Compiti ed esercizi:
1. Nel testo sulla causa del Tokai, quale Paese tutela in cambio le denominazioni Marsala e Vermut?
2. Trascrivi senza modifiche la parte del testo sulla causa del Tokai che si apre con le parole contenenti "La sentenza d'appello" e si chiude con "Marsala e Vermut.".
3. Prosegui il testo sulla causa del Tokai a partire dal punto in cui si interrompe.

Estratto del documento:
──────────

La sentenza d'appello prosegue osservando che la "Monimpex" avrebbe dovuto provare in concreto non solo l'uso da parte sua in Italia ed in particolare nel Friuli della denominazione Tokai per il proprio vino ma l'uso legittimo di esso nonchè circostanza decisiva il diritto all'uso esclusivo del nome sia in forma d'un presunto (e pur discutibile) pre uso. Ma in Italia contrariamente a quanto avvenuto in Ungheria non esiste una norma legislativa che sancisca tale situazione privilegiata per il Tokai ungherese nè ha vigore un trattato internazionale che vincolando l'Italia ad un riconoscimento del genere sia stato recepito nel nostro ordinamento con legge di ratifica. Cosa questa che è avvenuta invece nel caso del vino di Porto al quale la giustizia italiana ha accordato protezione e come contropartita il Portogallo accorda tutela alla denominazione Marsala e Vermut.
La Corte d'Appello osserva che mancando l'illeggittimità dell'uso non si versa in concorrenza sleale nè vi è la possibilità di confusione tra l'ungherese Tokai e l'omonimo friulano sia per le differenti diciture (Tokai Szamorodni) sulle bottiglie ungheresi e solo "Tocai" sotto lo stemma araldico su quelle del barone Economo) sia per la diversità di gradazione di gusto ed altre caratteristiche.
Da qui il rigetto delle richieste della società "Monimpex" e la condanna al pagamento delle spese processuali".
Così concluse Costantini: "là a Conegliano gli studenti di enologia tra i quali ogni anno vi sono rappresentanti friulani possono continuare a scoprire (o riscoprire) tra una fettina di pane e l'altra le buone doti d'un prodotto della loro terra ben certi che il nome che gli si voleva contestare non è arbitrario non fu messo artatamente ma fu imposto al tempo dei nostri bisnonni".

"LA SENTENZA DIMENTICATA"
TOCAI FRIULANO – TOKAJI UNGHERESE

Corte di Cassazione 30 aprile 1962
1659/62
REPUBBLICA ITALIANA
IN NOME DEL POPOLO ITALIANO
LA CORTE DI CASSAZIONE
SEZIONE I CIVILE


Composta dai sigg. Magistrati
VERZI Dott. Giuseppe - Pres. -
ROSSANO " Michele - Cons. -
DI MAIO " Carlo - " -
FRESA " Mario - " -
D'ARMIENTO " Gaetano - " -
IANNUZZI " Angelo - " -
SPAGNOLETTI " Luigi - " -
ha pronunciato la seguente

S E N T E N Z A

sul ricorso proposto dalla

"MONIMPEX" Società ungherese per il commercio estero in persona dei suoi legali rappresentanti Sigg. Aladar Varbelyi e Istavan Kovacs domic. collett.te in Roma Via Nizza 45 presso l'avv. Ferruccio Carboni rappresentata e difesa dall'avv. Carlo Buzzi Langhi in virtù di procura speciale 23.9.1959 per dr. Joszef Katona notaio in Budapest debitamente legalizzata dalla Legazione d'Italia in Budapest con successiva procura speciale 10.4.1962 per dr. Katona notaio in Budapest debitamente legalizzata dalla Legazione d'Italia in Budapest rappresentata e difesa anche dall'avv. Rosario Nicolò ricorrente

contro
ECONOMO Guglielmina ECONOMO Giovanni ECONOMO Cristina in Sellern ECONOMO Gabriella e ECONOMO Carolina tutti dom.ti elett.te in Roma Via Arcione 71 presso l'avv. Giuseppe Montesano li rappresenta e difende in virtù di delega in calce al controricorso e con successiva procura speciale 2.12.1960 per dr. Froglia notaio in Trieste rappresentati e difesi anche dall'avv. Alberto Asquini

controricorrenti
per l'annullamento della sentenza 5/6 - 27/7/1959 della Corte di Appello di Trieste.

──────────

Voci di puntamento su oggetti etichettati:
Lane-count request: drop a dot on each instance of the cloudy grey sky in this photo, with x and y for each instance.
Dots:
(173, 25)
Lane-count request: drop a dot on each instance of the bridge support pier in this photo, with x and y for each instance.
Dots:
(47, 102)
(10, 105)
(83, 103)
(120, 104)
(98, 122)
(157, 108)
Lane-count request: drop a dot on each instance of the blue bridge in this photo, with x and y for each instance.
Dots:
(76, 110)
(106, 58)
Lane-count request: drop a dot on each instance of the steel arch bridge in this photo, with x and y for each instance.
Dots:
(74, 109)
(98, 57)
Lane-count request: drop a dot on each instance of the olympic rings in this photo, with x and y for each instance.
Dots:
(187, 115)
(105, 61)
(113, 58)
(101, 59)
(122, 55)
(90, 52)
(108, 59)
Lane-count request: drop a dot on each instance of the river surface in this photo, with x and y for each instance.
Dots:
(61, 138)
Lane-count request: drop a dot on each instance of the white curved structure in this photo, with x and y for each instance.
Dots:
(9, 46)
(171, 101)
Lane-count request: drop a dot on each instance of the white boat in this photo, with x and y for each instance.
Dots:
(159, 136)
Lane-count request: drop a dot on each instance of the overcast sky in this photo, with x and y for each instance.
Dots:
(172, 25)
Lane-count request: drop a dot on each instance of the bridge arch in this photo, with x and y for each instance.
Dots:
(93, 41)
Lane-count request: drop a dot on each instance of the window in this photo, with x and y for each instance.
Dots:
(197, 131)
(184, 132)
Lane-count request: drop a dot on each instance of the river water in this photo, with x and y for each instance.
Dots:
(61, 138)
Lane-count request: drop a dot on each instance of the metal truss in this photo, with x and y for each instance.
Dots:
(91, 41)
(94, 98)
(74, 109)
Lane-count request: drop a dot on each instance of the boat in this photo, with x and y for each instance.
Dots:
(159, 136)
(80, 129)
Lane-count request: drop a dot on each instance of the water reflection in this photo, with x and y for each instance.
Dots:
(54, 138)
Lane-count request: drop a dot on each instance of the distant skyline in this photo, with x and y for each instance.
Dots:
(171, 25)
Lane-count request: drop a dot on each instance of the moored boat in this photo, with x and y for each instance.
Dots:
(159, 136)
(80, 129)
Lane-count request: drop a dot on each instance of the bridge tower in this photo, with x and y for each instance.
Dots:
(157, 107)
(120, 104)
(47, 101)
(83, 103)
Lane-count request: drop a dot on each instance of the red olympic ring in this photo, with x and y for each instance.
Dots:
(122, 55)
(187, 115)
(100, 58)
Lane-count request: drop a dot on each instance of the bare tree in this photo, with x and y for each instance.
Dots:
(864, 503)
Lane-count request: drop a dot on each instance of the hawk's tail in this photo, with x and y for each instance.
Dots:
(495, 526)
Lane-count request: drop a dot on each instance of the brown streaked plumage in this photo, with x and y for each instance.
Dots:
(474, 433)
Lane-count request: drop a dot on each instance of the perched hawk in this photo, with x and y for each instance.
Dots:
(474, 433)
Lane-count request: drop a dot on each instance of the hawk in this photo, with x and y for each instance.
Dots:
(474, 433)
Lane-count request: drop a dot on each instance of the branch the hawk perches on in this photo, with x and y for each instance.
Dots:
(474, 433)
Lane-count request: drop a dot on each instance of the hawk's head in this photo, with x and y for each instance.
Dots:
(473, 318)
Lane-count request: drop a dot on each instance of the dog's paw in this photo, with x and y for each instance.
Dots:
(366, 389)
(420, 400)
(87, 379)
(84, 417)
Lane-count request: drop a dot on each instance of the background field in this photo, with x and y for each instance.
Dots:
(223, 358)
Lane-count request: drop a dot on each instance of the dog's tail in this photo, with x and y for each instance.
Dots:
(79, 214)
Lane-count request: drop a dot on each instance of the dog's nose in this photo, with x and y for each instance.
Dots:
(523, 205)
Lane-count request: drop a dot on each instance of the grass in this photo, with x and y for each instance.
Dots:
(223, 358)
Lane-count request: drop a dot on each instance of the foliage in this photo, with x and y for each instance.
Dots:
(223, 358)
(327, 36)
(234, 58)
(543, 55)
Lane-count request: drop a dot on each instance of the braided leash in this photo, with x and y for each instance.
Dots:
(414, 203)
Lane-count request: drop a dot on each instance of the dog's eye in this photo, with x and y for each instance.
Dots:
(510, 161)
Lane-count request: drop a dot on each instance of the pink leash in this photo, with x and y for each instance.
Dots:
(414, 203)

──────────

Risposte:
1. Il Portogallo.

2.
La sentenza d'appello prosegue osservando che la "Monimpex" avrebbe dovuto provare in concreto non solo l'uso da parte sua in Italia ed in particolare nel Friuli della denominazione Tokai per il proprio vino ma l'uso legittimo di esso nonchè circostanza decisiva il diritto all'uso esclusivo del nome sia in forma d'un presunto (e pur discutibile) pre uso. Ma in Italia contrariamente a quanto avvenuto in Ungheria non esiste una norma legislativa che sancisca tale situazione privilegiata per il Tokai ungherese nè ha vigore un trattato internazionale che vincolando l'Italia ad un riconoscimento del genere sia stato recepito nel nostro ordinamento con legge di ratifica. Cosa questa che è avvenuta invece nel caso del vino di Porto al quale la giustizia italiana ha accordato protezione e come contropartita il Portogallo accorda tutela alla denominazione Marsala e Vermut.

3.
Udita la relazione della causa svolta nella pubblica udienza del 30 aprile 1962 dal sig. Consigliere dr. Di Majo;
Uditi gli avv.ti Nicolò Carboni (per delega dell'avv. Buzzi Langhi) e Asquini;
Udito il P.M. Sost.Proc.Gen. dr. Cutrupia che ha concluso per il rigetto del ricorso.

SVOLGIMENTO DEL PROCESSO
Con atto di citazione del 2 ottobre 1956 la soc. Monimpex società ungherese per il commercio estero con sede in Budapest premesso che Economo le aveva posto in commercio sotto la denominazione "Tokai" un vino prodotto nelle sue tenute di Aquileia nel Friuli che tale denominazione usata dall'Economo era illecita perchè spettava al noto vino ungherese prodotto nelle regione omonima e perchè era atta a creare confusione con il Tokai della regione stessa che pertanto l'Economo aveva violato le norme interne ed internazionali che tutelano i nomi di origine dei prodotti ed aveva compiuto atti di concorrenza sleale conveniva dinanzi al Tribunale di Trieste Economo Guglielmo Giovanni Cristina Gabriella e Carolina eredi di Economo Leo chiedendo che venisse dichiarata illecita la denominazione sopra usata con i provvedimenti conseguenziali anche in ordine ai danni. I convenuti eccepivano che nel Friuli come nelle terre contermini del Veneto e del Trevigiano da tempo remotissimo veniva prodotto un vino da pasto chiamato generalmente ed indisturbatamente "Tokaj o Tokai".
Il tribunale accoglieva le proposte domande sotto il profilo della concorrenza sleale.

Appellavano gli Economo
Interveniva in causa il Pubblico Ministero il quale concludeva per il rigetto delle domande della Monimpex.
La Corte di Appello di Trieste in totale riforma della decisione di primo grado con la sentenza ora impugnata del 27 luglio 1959 ha respinto le domande proposte dalla Monimpex.
Ricorre detta società ungherese con otto mezzi di annullamento a cui resistono gli eredi Economo con controricorso.

IL DIRITTO
Con il primo mezzo la ricorrente società Monimpex si duole che la Corte del merito abbia ritenuto inapplicabili al caso le norme dell'accordo di Madrid del 1891 sulla soppressione delle false indicazioni di convenienza delle merci.
La censura non coglie nel segno.
L'accordo di Madrid del 1892 nel suo testo revisionato a Londra il 2 giugno 1934 ha avuto vigore in Italia col D.P. 12.6.1950 n. 865 che lo ha reso esecutivo.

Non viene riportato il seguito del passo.